**TASK DIRECTIONS:** Exclude the pictures, then repeat the remaining data exactly.

**DATA EXCERPTS:**
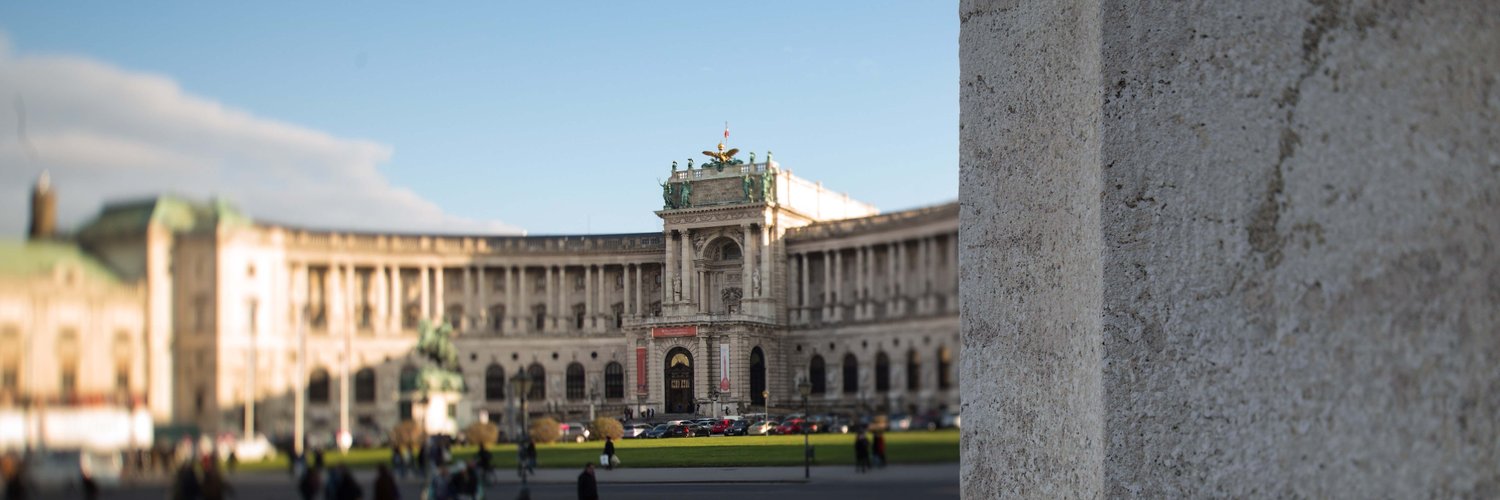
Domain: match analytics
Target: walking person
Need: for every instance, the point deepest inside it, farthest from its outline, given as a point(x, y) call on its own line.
point(861, 452)
point(531, 457)
point(609, 454)
point(587, 487)
point(485, 467)
point(386, 487)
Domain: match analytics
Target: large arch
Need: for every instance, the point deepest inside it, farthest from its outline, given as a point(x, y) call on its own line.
point(539, 382)
point(818, 374)
point(756, 376)
point(318, 386)
point(678, 380)
point(365, 385)
point(851, 374)
point(494, 383)
point(575, 380)
point(614, 380)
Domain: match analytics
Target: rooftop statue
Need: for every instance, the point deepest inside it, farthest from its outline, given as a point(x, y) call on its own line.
point(434, 343)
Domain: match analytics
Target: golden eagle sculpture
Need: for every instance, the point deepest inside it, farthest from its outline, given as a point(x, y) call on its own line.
point(722, 156)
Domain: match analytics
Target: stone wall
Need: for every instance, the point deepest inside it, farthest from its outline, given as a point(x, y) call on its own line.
point(1299, 218)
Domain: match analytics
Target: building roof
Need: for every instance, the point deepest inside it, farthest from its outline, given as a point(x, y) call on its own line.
point(179, 215)
point(41, 259)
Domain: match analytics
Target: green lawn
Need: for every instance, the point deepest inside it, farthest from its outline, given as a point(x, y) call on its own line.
point(830, 449)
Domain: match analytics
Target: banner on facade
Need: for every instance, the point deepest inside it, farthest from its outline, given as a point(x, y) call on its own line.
point(723, 368)
point(641, 370)
point(674, 331)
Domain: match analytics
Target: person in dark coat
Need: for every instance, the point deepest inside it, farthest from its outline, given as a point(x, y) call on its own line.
point(188, 487)
point(609, 452)
point(348, 487)
point(587, 487)
point(311, 484)
point(485, 463)
point(386, 487)
point(861, 452)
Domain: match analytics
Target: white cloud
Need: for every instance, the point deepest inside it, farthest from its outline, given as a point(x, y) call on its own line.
point(107, 134)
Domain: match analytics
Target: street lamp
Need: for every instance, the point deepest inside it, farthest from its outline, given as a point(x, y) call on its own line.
point(521, 386)
point(804, 388)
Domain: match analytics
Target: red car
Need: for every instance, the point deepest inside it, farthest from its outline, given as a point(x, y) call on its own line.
point(795, 427)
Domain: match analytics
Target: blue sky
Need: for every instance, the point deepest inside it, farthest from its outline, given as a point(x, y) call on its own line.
point(548, 116)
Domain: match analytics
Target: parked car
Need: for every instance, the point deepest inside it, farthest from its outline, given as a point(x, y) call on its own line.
point(762, 428)
point(738, 428)
point(657, 431)
point(681, 430)
point(636, 430)
point(795, 427)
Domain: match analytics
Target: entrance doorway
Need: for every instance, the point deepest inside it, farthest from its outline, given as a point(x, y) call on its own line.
point(678, 380)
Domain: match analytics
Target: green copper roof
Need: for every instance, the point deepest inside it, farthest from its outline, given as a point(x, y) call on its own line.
point(39, 259)
point(179, 215)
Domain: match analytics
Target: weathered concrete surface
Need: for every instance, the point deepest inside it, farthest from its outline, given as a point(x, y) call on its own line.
point(1299, 216)
point(1029, 249)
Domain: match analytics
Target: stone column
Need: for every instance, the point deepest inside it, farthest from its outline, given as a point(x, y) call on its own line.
point(438, 293)
point(687, 266)
point(549, 301)
point(828, 286)
point(747, 269)
point(669, 271)
point(482, 290)
point(398, 299)
point(426, 292)
point(588, 296)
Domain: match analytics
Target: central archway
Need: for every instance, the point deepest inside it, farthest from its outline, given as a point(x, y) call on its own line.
point(678, 380)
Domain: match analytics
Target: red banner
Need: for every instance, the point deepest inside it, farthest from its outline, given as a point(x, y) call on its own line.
point(641, 370)
point(674, 331)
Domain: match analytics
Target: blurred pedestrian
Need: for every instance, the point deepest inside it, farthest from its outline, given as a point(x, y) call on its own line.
point(485, 463)
point(348, 485)
point(386, 487)
point(311, 484)
point(861, 452)
point(213, 484)
point(186, 485)
point(587, 487)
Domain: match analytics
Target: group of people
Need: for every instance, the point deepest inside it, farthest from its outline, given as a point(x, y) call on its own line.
point(864, 451)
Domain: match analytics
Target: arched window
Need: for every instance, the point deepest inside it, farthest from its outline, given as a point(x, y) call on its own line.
point(944, 368)
point(818, 374)
point(539, 383)
point(365, 385)
point(408, 379)
point(614, 380)
point(494, 383)
point(914, 371)
point(318, 386)
point(851, 374)
point(756, 377)
point(497, 319)
point(575, 382)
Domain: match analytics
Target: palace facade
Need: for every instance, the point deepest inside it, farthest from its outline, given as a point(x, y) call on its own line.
point(758, 280)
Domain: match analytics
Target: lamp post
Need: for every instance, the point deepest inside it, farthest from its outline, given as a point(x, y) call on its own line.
point(804, 388)
point(521, 386)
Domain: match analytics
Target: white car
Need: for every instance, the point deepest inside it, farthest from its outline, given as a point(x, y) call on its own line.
point(636, 430)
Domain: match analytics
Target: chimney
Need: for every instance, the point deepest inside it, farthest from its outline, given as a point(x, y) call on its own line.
point(44, 209)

**SOLUTION BELOW:**
Domain: match analytics
Target: walking person
Need: for every instance, the point deepest inside it, farthest from its outline, given as a point(x, y) call on its own line.
point(861, 452)
point(531, 457)
point(609, 454)
point(587, 487)
point(485, 467)
point(386, 487)
Domain: match analytics
Target: large arch
Need: for every instance, the point deepest inside it, farthest from its outline, given as a point(x, y) call on its own line.
point(539, 382)
point(818, 374)
point(756, 376)
point(318, 386)
point(678, 380)
point(365, 385)
point(851, 374)
point(494, 383)
point(575, 380)
point(614, 380)
Domain: match analytics
Target: rooftop statue
Need: for every instance, the point deepest inside it, farthest from its outline, given as a point(x, y) call on its own line.
point(434, 343)
Domain: match analytics
Target: golden eagle sculpture
Need: for every instance, the point deepest inside it, farthest from its outline, given as a point(x, y) call on its own line.
point(722, 156)
Domain: match analytics
Target: stone wall
Need: for every instance, the point deepest inside it, farthest from its outline, given as a point(x, y) call on its own line.
point(1299, 218)
Domain: match analytics
Target: building roof
Need: for every instance, the point deepest inside it, farthest from its outline, given as a point(x, y) call on its own line.
point(179, 215)
point(41, 259)
Domain: match analytics
Target: green lawn
Need: for every instance, the point deepest inside it, farthest from its outline, given as a point(x, y) call on its own line.
point(830, 449)
Domain: match analytics
Target: banner on facade
Need: for every instance, the point deepest inside it, farthest from its outline, given as a point(x, y) call on its own line.
point(723, 368)
point(641, 370)
point(674, 331)
Domain: match analytics
Target: person in dark coat
Need: for every instance, the point deepest inside it, farthest from its outline, given as a point(x, y) call on its own line.
point(188, 487)
point(609, 452)
point(348, 487)
point(587, 487)
point(311, 484)
point(485, 463)
point(386, 487)
point(861, 452)
Domain: match analytics
Target: white cloud
Need: for every instance, the point deepest inside it, farthest from its outline, given as a point(x, y) call on its own line.
point(107, 134)
Domain: match analytics
Target: street lamp
Need: for every instance, the point deepest inside it, farthest from its outline, given as a point(x, y) call on its own line.
point(521, 386)
point(804, 388)
Domain: match analytics
Target: red car
Need: for every instance, the point deepest inside it, farthest from its outline, given as a point(x, y) call on its own line.
point(795, 427)
Domain: match analytics
Target: blue sky
Need: for every instance, the point deepest inside it, farthest from its outline, given as a point(x, y) call on its own line.
point(548, 116)
Domain: match analytics
Target: parked car
Need: for every instance, the point deepest inside it, farthest from its outline, given as a point(x, y) call on its own line.
point(762, 428)
point(738, 428)
point(657, 431)
point(681, 430)
point(636, 430)
point(795, 427)
Domain: match analytics
Target: entrance doorway
Need: for every instance, the point deepest inside it, farthest from its outline, given as a point(x, y) call on its own line.
point(678, 380)
Domain: match analytics
Target: green copper roof
Need: for every instance, the point deepest inside it, farthest from its outline, given as a point(x, y) call on its own line.
point(39, 259)
point(179, 215)
Domain: match analytics
Target: weathered concrete surface
Need: for every instance, the point deepest inside it, farthest from its outline, given as a point(x, y) call on its own line.
point(1299, 216)
point(1029, 249)
Domain: match analytics
Target: stone column
Need: for every instance, the point deepest inside it, farthest from its outline, given as a point(x, y) call on its own line.
point(438, 293)
point(687, 266)
point(549, 301)
point(828, 286)
point(747, 269)
point(669, 271)
point(482, 290)
point(398, 299)
point(426, 292)
point(588, 296)
Domain: match analytics
Target: central archway
Need: for every instance, the point deepest inside it, farthest from its outline, given as a point(x, y) call on its own line.
point(678, 380)
Domain: match analytics
Target: red banner
Need: for every instance, the point deepest inside it, farthest from its outline, given as a point(x, y) call on its own line.
point(641, 370)
point(674, 331)
Domain: match analytics
Target: blurred pedestrian
Need: for every instance, the point deepest inside it, farthest from its outline, given as a point(x, y) call on its own line.
point(485, 463)
point(348, 485)
point(386, 487)
point(311, 484)
point(861, 452)
point(213, 484)
point(186, 485)
point(587, 487)
Domain: match analytics
Target: group of people
Need: for every instance, the point deepest inside it, farthest from its outline, given as a point(x, y) call on its own line.
point(864, 451)
Domain: match analytics
Target: arched window
Need: for every instance, the point deepest inside it, farthest from its outline, given as a point(x, y) call on its own line.
point(944, 368)
point(818, 374)
point(539, 383)
point(365, 385)
point(408, 379)
point(614, 380)
point(494, 383)
point(914, 371)
point(318, 386)
point(851, 374)
point(756, 377)
point(497, 319)
point(575, 382)
Domain: match analytics
Target: palace facade
Need: for every instance, the point deepest inside it, farthest from its outline, given as a point(x, y) call on its own line.
point(758, 280)
Domain: match analytics
Target: lamp post
Need: for every instance, the point deepest inside it, farthest from its outline, given as a point(x, y) call on its own line.
point(804, 388)
point(521, 386)
Domain: match analytics
Target: white car
Need: for every instance, the point deepest inside it, farthest from its outline, given as a point(x, y) call on its own line.
point(636, 430)
Domain: match analytics
Target: chimney
Need: for every instance, the point deepest inside it, farthest from its outline, given as a point(x, y) call on its own line.
point(44, 209)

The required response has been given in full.